= EXERCISE AIM =
For the material that follows, state how many lines contain the word "neighboring", and add nothing.

= STORED DATA =
'''

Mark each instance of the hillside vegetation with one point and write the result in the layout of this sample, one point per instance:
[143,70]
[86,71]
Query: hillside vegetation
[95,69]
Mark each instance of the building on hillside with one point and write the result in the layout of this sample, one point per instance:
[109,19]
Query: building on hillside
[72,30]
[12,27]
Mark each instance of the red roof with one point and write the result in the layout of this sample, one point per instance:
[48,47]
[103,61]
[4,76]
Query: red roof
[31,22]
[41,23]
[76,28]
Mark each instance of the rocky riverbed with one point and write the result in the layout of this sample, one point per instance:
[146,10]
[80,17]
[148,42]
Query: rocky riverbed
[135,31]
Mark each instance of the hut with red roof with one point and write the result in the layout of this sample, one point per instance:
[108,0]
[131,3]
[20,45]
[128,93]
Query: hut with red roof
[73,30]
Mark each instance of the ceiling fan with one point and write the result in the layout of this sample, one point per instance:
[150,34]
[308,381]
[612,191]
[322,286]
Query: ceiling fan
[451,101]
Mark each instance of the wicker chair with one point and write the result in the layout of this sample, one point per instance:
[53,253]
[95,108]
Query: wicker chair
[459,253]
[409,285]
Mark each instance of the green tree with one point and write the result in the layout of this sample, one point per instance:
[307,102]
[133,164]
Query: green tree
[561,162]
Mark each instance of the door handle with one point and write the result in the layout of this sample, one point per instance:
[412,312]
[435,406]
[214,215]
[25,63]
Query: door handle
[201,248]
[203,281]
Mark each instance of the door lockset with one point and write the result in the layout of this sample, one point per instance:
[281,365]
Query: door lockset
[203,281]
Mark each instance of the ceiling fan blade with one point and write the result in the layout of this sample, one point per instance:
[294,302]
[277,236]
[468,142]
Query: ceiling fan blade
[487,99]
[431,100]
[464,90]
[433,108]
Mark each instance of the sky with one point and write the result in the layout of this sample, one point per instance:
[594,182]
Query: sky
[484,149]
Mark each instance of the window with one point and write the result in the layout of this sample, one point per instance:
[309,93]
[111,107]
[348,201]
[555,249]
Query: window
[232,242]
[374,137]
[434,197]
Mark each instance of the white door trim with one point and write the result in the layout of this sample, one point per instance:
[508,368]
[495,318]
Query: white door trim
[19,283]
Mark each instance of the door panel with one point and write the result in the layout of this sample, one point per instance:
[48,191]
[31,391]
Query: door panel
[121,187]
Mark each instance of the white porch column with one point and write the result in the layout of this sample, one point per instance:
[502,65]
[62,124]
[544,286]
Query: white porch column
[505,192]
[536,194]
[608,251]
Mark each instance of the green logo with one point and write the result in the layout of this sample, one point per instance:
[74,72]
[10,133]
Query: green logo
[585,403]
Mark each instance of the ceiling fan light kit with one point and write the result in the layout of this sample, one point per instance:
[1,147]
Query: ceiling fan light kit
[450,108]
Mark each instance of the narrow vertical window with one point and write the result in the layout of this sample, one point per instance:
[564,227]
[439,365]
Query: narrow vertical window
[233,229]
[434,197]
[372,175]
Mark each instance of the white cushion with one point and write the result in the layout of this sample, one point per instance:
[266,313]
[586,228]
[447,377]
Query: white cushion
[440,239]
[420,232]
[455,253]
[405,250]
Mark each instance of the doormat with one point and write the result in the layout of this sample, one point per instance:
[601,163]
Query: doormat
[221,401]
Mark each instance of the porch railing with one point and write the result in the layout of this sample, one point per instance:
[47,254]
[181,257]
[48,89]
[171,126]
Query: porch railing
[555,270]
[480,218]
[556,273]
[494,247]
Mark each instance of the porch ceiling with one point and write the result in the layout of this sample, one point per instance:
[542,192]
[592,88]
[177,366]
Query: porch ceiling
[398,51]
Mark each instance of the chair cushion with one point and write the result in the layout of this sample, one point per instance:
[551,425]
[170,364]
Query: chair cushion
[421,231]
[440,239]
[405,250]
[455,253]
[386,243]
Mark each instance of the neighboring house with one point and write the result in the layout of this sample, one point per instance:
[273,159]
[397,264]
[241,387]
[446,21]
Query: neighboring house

'''

= RESPONSE TO THIS TASK =
2